> Study text:

·····

FIG. 3A illustrates an asymmetric slow wave structure. The asymmetric waveguide 300 shown along axes X, Y, and Z comprises a plurality of asymmetric cells 310. FIG. 3B illustrates one embodiment of an asymmetrical cell 310 of the asymmetric waveguide 300. The asymmetric cell 310 may comprise a pair of first projections 330 a, 330 b extending from a first wall 335 (FIG. 3A) and a second projection 340 extending from a second wall 345 (FIG. 3A). The first projections 330 a, 330 b may be separated by a distance d. The second projection 340 may be located asymmetrically between the pair of first projections 330 a, 330 b. For example, in the illustrated embodiment, the center point of the second projection 340 is located at a distance of d/2+∈ from the first of the pair of first projections 330 a and at a distance of d/2−∈ from the second of the pair of first projections 330 b, wherein ∈ is a non-zero offset of, the second projection 340. The asymmetric waveguide 300 may be generated by arranging a plurality of asymmetric cells 310 periodically. The asymmetric waveguide 300 may be configured to receive an input electron beam 302 (FIG. 3A) and an input RF wave. The input RF wave may comprise a pure transverse-magnetic (TM) field or a combination of a transverse-magnetic (TM) field and a transverse-electric (TE) field.

·····

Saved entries
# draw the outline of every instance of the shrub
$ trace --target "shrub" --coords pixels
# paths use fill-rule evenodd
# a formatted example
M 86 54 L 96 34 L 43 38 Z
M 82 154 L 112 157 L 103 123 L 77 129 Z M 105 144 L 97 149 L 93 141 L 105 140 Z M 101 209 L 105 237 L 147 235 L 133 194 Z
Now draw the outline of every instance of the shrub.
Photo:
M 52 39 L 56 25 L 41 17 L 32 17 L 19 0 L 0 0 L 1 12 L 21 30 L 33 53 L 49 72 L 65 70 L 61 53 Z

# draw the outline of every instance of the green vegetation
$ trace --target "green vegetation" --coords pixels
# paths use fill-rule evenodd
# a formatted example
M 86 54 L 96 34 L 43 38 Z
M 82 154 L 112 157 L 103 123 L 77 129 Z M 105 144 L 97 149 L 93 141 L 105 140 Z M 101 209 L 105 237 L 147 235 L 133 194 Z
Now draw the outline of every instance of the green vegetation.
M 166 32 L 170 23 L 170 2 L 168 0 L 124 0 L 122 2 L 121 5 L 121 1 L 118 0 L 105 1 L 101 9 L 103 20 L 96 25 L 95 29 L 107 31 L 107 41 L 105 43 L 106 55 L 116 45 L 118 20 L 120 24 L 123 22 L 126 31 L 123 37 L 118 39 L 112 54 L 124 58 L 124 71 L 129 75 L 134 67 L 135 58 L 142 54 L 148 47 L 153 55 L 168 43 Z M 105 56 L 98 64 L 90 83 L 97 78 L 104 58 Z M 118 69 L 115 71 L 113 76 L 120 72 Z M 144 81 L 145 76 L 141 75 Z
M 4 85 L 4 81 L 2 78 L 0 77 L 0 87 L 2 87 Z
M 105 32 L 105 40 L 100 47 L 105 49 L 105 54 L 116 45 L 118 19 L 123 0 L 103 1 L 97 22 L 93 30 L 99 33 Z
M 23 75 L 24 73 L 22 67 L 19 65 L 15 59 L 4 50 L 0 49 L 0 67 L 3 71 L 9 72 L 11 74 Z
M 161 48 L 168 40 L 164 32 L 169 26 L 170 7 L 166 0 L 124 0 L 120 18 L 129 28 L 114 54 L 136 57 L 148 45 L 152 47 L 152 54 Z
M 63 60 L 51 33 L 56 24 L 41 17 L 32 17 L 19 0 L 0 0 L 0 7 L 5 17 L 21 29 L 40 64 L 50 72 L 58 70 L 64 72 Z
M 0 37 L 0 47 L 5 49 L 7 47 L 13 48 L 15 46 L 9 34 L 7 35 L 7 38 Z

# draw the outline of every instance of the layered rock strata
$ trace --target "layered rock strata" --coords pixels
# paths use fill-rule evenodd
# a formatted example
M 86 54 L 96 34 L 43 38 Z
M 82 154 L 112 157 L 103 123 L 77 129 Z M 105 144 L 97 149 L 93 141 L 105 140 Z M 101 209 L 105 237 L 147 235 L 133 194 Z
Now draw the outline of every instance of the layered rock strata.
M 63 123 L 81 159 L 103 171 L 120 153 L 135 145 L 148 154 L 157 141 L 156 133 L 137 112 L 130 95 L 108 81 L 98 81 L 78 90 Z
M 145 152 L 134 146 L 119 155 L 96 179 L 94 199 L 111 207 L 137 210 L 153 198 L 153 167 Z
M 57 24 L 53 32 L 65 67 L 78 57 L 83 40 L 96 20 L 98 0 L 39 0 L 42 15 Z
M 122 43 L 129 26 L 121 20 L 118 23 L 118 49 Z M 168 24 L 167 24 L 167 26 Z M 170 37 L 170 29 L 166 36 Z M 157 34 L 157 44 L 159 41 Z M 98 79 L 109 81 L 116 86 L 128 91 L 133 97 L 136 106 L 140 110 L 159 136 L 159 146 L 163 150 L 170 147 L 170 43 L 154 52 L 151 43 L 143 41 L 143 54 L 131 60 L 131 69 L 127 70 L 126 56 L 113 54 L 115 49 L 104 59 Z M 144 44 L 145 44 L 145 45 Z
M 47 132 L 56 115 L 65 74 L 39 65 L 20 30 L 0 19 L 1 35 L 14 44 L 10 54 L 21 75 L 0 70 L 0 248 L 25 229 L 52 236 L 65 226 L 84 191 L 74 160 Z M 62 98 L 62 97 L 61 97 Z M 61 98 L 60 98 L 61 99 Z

·····

> Problem 1:
According to the waveguide passage, what may the input RF wave comprise?
> Problem 2:
Rewrite the paragraph of the waveguide passage that begins "FIG. 3A illustrates an asymmetric slow wave structure" as a concise bulleted list that keeps its main facts.
> Problem 3:
Continue the waveguide passage from its final sentence.

> Written answer 1:
A pure transverse-magnetic (TM) field or a combination of a TM field and a transverse-electric (TE) field.

> Written answer 2:
- FIG. 3A shows an asymmetric slow wave structure: an asymmetric waveguide 300, along axes X, Y, and Z, made up of many asymmetric cells 310.
- FIG. 3B shows one embodiment of an asymmetric cell 310.
- Each cell may have a pair of first projections 330a and 330b extending from a first wall 335, separated by a distance d.
- A second projection 340 extends from a second wall 345 and sits asymmetrically between the first projections.
- In the illustrated embodiment, the center of the second projection lies d/2+∈ from projection 330a and d/2−∈ from projection 330b, where ∈ is a non-zero offset.
- The waveguide may be generated by arranging the asymmetric cells periodically.
- It may be configured to receive an input electron beam 302 and an input RF wave.
- The RF wave may be pure transverse-magnetic (TM) or a combination of TM and transverse-electric (TE) fields.

> Written answer 3:
FIG. 4A illustrates a phase velocity relationship of phase velocity versus frequency of a forward wave 404 (“MODE 1”) and a backward wave 406 (“MODE 2”) of an asymmetric waveguide 300 interacting with an electron beam 402 traveling with a beam velocity relative to the speed of light (C) where the distance between asymmetric cells is “d,” in which d is 0.19016. The horizontal axis displays a Frequency range between 190 and 300 GHz and the vertical axis displays a Phase Velocity range relative to the speed of light between 0.26 and 0.46. As can be seen in FIG. 4A the forward wave 404 intersects the electron beam 402, having a phase velocity relative to the speed of light of 0.26984, for almost the entire bandwidth of the forward wave. The plurality of asymmetric cells 310 (FIG. 3A) creates a band-gap between the forward wave 404 and the backward wave 406 of the asymmetric waveguide 300 (FIG. 3A) at the pi point. The backward wave 406 of the asymmetric waveguide 300 (FIG. 3A) lacks a phase velocity component that intersects with the electron beam 402. Therefore, the backward wave 406 is not amplified by the electron beam 402 and backward-wave oscillation does not occur in the asymmetric waveguide 300.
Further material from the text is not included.